Document section:
Why do we need the begin_def () .. end_def () machinery here? As far as I vaguely understand, these blocks raise the current level, they were initially used for let-definitions which get generalized / introduced polymorphism, and are sprinkled in a few places related to polymorphism, and a couple more in -principal mode. Why are we now performing a generalization on each tuple, array or lazy expression in the program?

There are already def blocks in the pattern-matching code for those constructs, but those look slightly different from the ones introduced in this PR. In the array case for example, we have:

  | Ppat_array spl ->
      let ty_elt = newgenvar() in
      begin_def ();
      let expected_ty = instance expected_ty in
      end_def ();
      generalize_structure expected_ty;
      unify_pat_types ~refine
        loc env (Predef.type_array ty_elt) expected_ty;
      [...]

and now the PR proposes

  | Pexp_tuple sexpl ->
      begin_def ();
      let subtypes = List.map (fun _ -> newvar ()) sexpl in
      let to_unify = newty (Ttuple subtypes) in
      with_explanation (fun () ->
        unify_exp_types loc env to_unify (instance ty_expected));
      end_def ();
      List.iter generalize_structure subtypes;
      [...]

There are several differences here, for example:

  • in the pattern case, the inference variable is created at the generic level,
    in the expression case at the local level (and then generalize_structure is called explicitly on it)

The tasks:
1) Please answer these questions about the comment on begin_def () .. end_def () blocks above:
(a) What were these blocks initially used for, according to the writer?
(b) In the Ppat_array case, which function is applied to expected_ty right after end_def ()?
(c) In the expression case, at which level is the inference variable created?
2) Extend the comment on begin_def () .. end_def () blocks above, picking up after its final line.

Part of a data file:
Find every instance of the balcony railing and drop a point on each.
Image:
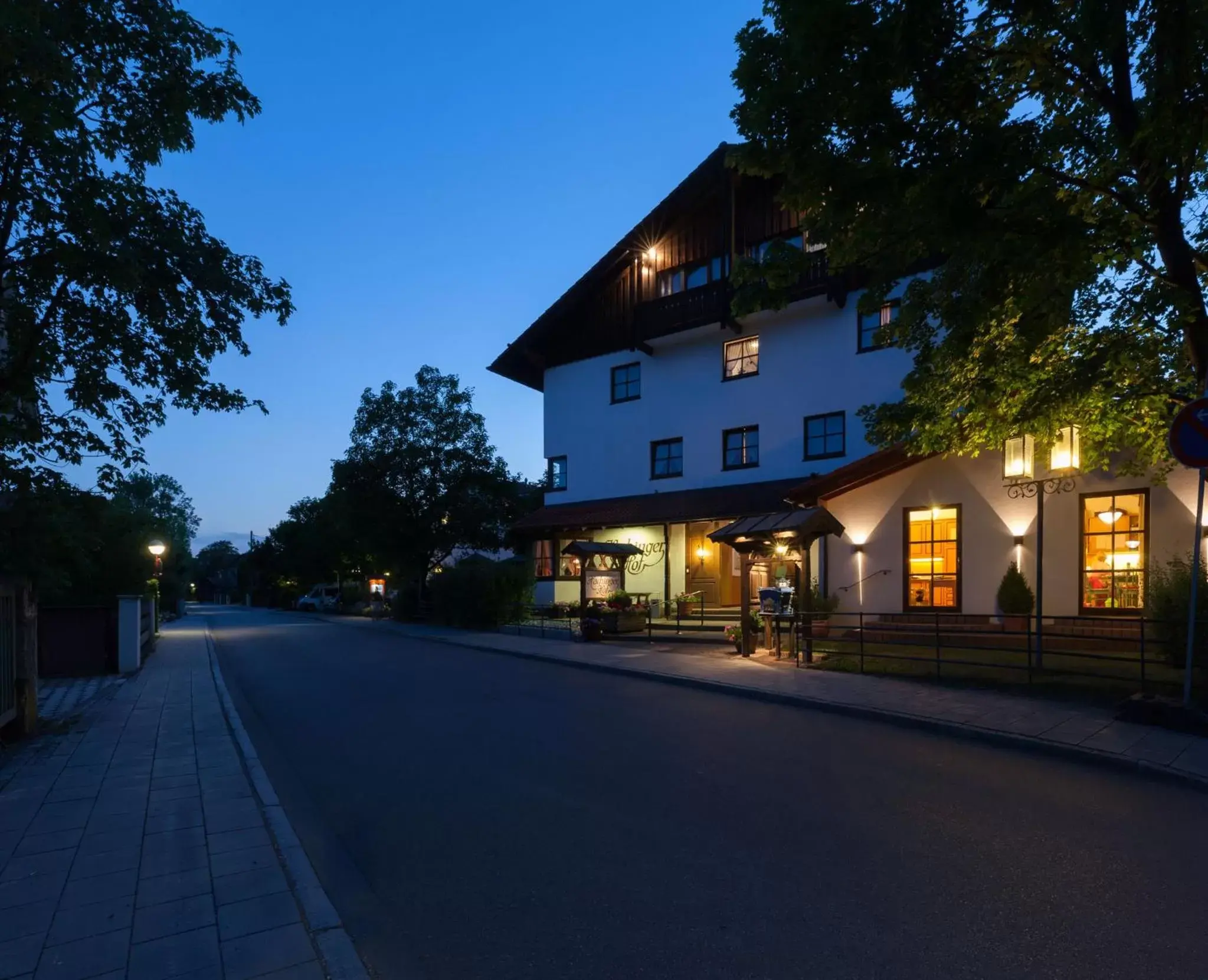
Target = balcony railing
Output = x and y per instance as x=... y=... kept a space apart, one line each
x=711 y=304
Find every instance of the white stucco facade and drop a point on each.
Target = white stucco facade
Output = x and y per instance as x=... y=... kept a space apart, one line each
x=991 y=521
x=807 y=365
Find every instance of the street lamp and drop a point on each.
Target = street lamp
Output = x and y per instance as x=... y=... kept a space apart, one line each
x=158 y=548
x=1065 y=461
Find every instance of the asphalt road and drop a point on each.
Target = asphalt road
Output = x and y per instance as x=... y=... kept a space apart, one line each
x=479 y=816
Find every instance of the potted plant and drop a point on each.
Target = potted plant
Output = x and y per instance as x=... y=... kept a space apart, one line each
x=819 y=607
x=621 y=615
x=1015 y=599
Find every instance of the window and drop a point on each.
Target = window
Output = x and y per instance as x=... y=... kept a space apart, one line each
x=626 y=382
x=666 y=458
x=739 y=447
x=694 y=274
x=741 y=359
x=933 y=558
x=1114 y=551
x=543 y=560
x=826 y=435
x=870 y=323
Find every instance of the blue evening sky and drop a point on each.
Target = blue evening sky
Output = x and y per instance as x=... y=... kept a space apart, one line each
x=429 y=178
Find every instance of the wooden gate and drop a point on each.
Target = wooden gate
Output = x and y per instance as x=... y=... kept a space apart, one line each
x=8 y=654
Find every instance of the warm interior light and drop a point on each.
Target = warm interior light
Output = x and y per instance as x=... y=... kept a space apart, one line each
x=1066 y=453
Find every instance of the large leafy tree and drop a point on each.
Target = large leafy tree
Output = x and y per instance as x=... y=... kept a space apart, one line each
x=1045 y=160
x=114 y=295
x=422 y=479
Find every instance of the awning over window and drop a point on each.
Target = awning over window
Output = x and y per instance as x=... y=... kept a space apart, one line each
x=762 y=533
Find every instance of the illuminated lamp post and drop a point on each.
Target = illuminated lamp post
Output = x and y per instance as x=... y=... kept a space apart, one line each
x=1065 y=461
x=158 y=548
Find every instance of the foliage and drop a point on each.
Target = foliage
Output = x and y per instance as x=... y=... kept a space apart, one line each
x=217 y=571
x=1168 y=601
x=1015 y=596
x=1045 y=161
x=83 y=548
x=483 y=594
x=115 y=296
x=422 y=476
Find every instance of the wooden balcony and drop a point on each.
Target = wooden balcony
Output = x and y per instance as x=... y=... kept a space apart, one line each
x=711 y=304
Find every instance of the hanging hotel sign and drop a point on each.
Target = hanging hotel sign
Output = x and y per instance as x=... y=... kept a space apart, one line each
x=601 y=583
x=1189 y=435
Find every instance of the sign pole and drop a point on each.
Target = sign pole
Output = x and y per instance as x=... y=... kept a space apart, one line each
x=1195 y=591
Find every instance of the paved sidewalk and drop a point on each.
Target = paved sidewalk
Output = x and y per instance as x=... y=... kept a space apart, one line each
x=135 y=846
x=1070 y=729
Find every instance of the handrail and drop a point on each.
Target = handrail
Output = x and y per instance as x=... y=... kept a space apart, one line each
x=870 y=575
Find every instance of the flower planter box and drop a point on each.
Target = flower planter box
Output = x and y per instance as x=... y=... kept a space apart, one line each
x=623 y=620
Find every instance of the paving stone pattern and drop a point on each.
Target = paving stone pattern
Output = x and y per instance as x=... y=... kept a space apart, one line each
x=133 y=846
x=1051 y=724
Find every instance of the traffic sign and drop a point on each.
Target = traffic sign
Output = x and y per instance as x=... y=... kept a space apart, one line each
x=1189 y=435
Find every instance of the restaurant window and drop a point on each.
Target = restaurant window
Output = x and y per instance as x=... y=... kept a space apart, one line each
x=869 y=324
x=826 y=435
x=741 y=358
x=627 y=382
x=933 y=558
x=739 y=447
x=666 y=458
x=543 y=560
x=1114 y=553
x=569 y=566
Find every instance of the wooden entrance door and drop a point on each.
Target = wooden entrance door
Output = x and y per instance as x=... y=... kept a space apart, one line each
x=703 y=563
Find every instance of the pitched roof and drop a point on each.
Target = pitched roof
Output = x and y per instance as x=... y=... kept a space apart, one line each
x=856 y=474
x=703 y=504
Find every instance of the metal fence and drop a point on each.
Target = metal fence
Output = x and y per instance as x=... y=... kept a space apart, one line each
x=1106 y=651
x=8 y=654
x=1138 y=651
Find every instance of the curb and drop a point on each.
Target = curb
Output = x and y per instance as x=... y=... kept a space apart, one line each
x=335 y=948
x=902 y=719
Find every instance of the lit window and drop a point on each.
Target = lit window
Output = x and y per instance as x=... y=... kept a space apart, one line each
x=1114 y=551
x=543 y=560
x=826 y=435
x=871 y=323
x=739 y=447
x=666 y=458
x=556 y=476
x=1066 y=454
x=1017 y=458
x=933 y=558
x=626 y=382
x=741 y=358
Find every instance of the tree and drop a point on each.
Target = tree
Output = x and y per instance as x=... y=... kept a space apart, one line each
x=422 y=479
x=217 y=568
x=114 y=295
x=1045 y=161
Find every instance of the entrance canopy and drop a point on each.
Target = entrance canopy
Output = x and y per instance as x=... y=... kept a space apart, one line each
x=762 y=535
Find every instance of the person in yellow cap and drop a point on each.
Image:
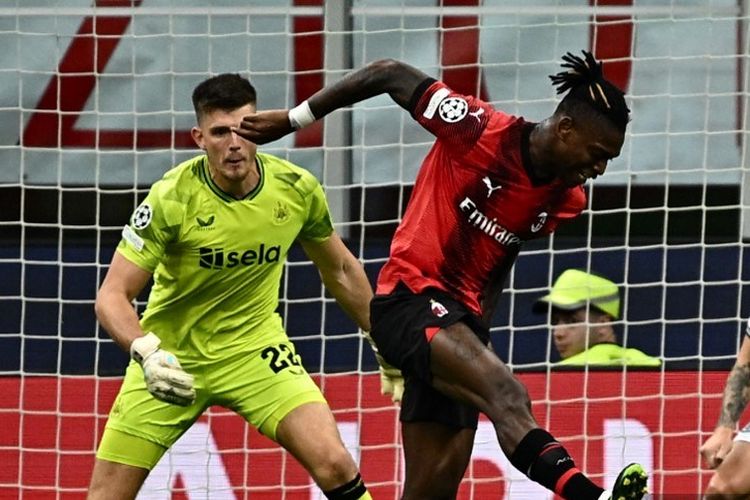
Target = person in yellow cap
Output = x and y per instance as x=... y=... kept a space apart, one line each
x=583 y=308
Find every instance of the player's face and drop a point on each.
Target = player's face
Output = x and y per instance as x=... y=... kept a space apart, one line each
x=570 y=332
x=586 y=150
x=231 y=157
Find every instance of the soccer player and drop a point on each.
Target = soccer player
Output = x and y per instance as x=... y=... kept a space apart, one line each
x=214 y=233
x=731 y=478
x=490 y=182
x=584 y=307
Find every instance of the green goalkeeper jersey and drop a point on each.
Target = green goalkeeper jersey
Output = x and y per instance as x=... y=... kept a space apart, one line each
x=216 y=260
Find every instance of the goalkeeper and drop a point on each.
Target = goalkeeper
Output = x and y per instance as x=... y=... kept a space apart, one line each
x=730 y=456
x=214 y=233
x=490 y=182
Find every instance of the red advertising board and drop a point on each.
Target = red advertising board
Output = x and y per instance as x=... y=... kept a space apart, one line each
x=51 y=425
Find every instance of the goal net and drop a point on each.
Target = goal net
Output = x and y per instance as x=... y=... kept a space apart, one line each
x=95 y=106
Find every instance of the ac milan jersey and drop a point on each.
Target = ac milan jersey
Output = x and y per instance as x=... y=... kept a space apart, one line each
x=473 y=203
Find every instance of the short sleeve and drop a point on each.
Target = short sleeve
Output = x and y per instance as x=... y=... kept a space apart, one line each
x=152 y=226
x=318 y=226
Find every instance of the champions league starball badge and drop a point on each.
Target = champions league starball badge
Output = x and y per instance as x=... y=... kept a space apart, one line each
x=142 y=216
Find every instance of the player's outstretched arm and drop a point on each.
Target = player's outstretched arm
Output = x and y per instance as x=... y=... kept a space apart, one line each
x=164 y=377
x=716 y=447
x=397 y=79
x=114 y=301
x=343 y=276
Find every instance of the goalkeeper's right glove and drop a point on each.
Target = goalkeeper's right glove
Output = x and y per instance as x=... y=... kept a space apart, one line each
x=165 y=378
x=391 y=379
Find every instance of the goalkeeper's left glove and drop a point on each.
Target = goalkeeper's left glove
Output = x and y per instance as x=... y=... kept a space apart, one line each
x=391 y=379
x=165 y=378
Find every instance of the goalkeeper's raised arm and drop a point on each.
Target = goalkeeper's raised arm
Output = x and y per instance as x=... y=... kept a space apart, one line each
x=397 y=79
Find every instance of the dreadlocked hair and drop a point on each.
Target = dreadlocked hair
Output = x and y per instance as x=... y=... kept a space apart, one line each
x=585 y=84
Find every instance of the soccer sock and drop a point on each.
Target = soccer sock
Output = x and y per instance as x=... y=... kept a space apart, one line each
x=353 y=490
x=547 y=462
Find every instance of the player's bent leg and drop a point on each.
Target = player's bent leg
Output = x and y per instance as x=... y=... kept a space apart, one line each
x=731 y=479
x=469 y=371
x=122 y=464
x=115 y=481
x=310 y=434
x=436 y=458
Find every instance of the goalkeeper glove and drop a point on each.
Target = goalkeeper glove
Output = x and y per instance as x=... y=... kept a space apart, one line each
x=391 y=379
x=165 y=378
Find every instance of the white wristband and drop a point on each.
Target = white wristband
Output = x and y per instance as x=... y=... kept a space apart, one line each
x=301 y=116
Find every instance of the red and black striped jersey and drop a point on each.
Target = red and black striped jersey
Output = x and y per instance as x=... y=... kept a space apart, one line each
x=474 y=202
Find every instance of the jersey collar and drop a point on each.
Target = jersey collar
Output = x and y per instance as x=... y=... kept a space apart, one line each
x=206 y=174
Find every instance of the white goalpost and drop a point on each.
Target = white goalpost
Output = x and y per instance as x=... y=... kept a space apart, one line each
x=95 y=106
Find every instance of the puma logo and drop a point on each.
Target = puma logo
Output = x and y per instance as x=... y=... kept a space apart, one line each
x=476 y=114
x=490 y=187
x=205 y=223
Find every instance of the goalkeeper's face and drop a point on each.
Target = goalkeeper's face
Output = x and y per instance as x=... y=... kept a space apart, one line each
x=230 y=156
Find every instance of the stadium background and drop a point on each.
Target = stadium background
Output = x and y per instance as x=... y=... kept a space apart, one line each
x=95 y=106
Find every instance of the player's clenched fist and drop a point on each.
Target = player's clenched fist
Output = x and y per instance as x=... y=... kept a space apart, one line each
x=716 y=448
x=165 y=378
x=391 y=381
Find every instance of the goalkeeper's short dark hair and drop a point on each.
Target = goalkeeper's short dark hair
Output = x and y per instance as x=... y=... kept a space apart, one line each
x=227 y=91
x=588 y=90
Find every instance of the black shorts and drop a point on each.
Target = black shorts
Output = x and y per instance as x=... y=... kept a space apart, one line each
x=401 y=323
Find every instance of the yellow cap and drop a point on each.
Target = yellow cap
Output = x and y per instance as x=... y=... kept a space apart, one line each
x=574 y=289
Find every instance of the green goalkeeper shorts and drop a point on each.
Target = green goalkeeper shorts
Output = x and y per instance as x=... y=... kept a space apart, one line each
x=262 y=386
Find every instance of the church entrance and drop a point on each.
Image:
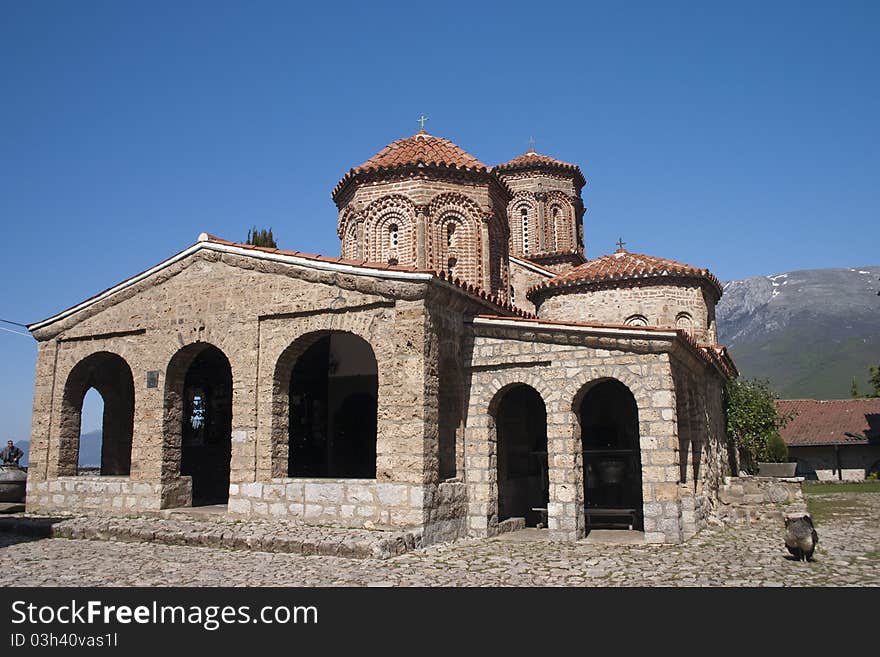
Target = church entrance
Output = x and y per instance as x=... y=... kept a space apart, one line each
x=523 y=486
x=333 y=392
x=612 y=457
x=206 y=429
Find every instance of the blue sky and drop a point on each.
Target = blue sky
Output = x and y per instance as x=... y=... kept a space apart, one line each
x=739 y=136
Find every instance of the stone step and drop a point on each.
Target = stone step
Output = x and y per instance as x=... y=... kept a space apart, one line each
x=258 y=536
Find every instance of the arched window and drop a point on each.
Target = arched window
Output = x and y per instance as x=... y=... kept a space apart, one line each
x=555 y=213
x=685 y=322
x=392 y=236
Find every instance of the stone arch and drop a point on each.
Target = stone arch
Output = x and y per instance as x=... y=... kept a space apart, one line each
x=453 y=209
x=382 y=215
x=197 y=424
x=561 y=229
x=351 y=240
x=608 y=420
x=325 y=391
x=110 y=375
x=684 y=321
x=522 y=201
x=518 y=431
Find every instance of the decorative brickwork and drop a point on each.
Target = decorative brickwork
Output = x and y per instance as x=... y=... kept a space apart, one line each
x=396 y=387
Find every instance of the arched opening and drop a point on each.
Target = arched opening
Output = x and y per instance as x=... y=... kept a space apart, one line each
x=199 y=398
x=609 y=420
x=523 y=485
x=333 y=391
x=107 y=451
x=91 y=433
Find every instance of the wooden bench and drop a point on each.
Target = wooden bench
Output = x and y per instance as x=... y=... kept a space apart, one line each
x=610 y=513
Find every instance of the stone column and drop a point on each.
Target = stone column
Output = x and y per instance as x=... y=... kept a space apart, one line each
x=44 y=384
x=421 y=242
x=658 y=432
x=542 y=199
x=565 y=509
x=485 y=253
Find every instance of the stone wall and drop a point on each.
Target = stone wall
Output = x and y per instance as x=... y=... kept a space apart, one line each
x=108 y=494
x=252 y=311
x=541 y=193
x=341 y=502
x=521 y=279
x=750 y=499
x=561 y=365
x=659 y=304
x=424 y=208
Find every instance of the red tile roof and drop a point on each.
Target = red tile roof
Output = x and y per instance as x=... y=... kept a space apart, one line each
x=419 y=149
x=824 y=422
x=712 y=354
x=622 y=266
x=533 y=160
x=464 y=286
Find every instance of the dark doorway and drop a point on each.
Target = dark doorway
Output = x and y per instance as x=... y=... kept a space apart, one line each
x=523 y=486
x=612 y=457
x=110 y=377
x=333 y=391
x=206 y=434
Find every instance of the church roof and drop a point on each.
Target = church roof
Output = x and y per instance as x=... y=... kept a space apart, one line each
x=422 y=149
x=533 y=160
x=625 y=266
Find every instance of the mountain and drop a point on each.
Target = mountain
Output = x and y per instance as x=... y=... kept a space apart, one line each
x=89 y=449
x=809 y=332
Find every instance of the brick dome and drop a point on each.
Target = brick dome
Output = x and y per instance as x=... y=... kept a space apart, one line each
x=623 y=266
x=420 y=149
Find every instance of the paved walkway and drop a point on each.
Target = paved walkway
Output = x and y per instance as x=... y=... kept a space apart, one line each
x=848 y=555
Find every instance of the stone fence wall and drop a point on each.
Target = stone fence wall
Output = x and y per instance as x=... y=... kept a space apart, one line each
x=341 y=502
x=104 y=493
x=749 y=499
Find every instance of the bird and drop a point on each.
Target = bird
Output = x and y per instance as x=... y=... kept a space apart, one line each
x=800 y=536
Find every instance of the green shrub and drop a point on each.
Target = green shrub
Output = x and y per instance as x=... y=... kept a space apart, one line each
x=776 y=451
x=752 y=420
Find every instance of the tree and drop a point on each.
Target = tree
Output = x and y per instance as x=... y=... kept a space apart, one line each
x=261 y=237
x=753 y=421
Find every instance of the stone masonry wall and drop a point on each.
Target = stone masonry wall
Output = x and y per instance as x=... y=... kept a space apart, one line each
x=252 y=311
x=750 y=499
x=109 y=494
x=661 y=305
x=339 y=502
x=560 y=366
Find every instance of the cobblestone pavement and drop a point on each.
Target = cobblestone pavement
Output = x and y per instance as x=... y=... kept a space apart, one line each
x=848 y=555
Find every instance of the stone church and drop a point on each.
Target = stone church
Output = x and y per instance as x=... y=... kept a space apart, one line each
x=462 y=369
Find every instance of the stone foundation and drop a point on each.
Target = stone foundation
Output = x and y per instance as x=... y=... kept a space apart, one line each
x=356 y=503
x=750 y=499
x=105 y=493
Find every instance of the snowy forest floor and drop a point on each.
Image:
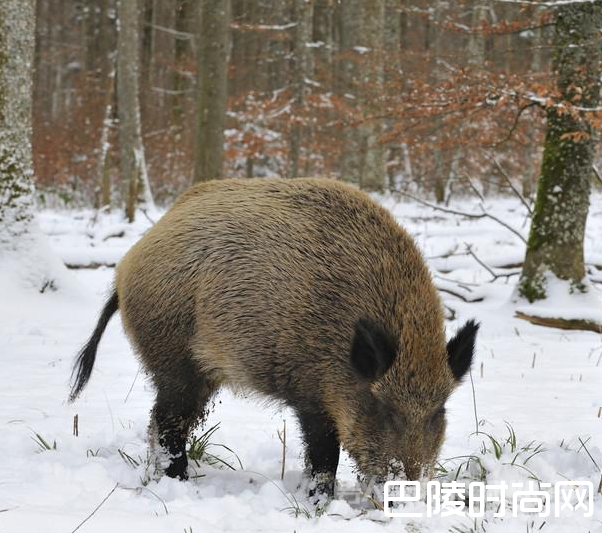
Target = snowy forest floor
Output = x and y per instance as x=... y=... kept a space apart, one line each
x=544 y=383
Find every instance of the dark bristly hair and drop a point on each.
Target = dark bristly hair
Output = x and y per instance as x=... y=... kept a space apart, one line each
x=82 y=369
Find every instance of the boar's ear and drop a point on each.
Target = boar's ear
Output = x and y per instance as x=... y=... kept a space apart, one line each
x=373 y=349
x=460 y=349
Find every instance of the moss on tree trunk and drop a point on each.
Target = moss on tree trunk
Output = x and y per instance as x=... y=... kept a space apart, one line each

Answer set:
1)
(a) Let-definitions which get generalized / introduced polymorphism.
(b) generalize_structure.
(c) The local level.

2)
  • the unification occurs at the local level in the expression case, but only once back at the current level in the pattern case
  • we are always taking an instance of the expected type at the local level, but we only call generalize_structure ont it in the pattern case

Do these different approaches result in different behavior? My naive understanding is that the two approaches are essentially equivalent (in both cases the type parameter of the array constructor is lowered from generic to current level), so I'm not sure why we are writing things in fairly different ways. (The pattern approach look simpler, especially if we encapsulated taking-an-instance-at-a-local-level-then-lowering as a helper function).

Note: there is no instance of expected_ty taken in the Ppat_lazy case, is this a bug?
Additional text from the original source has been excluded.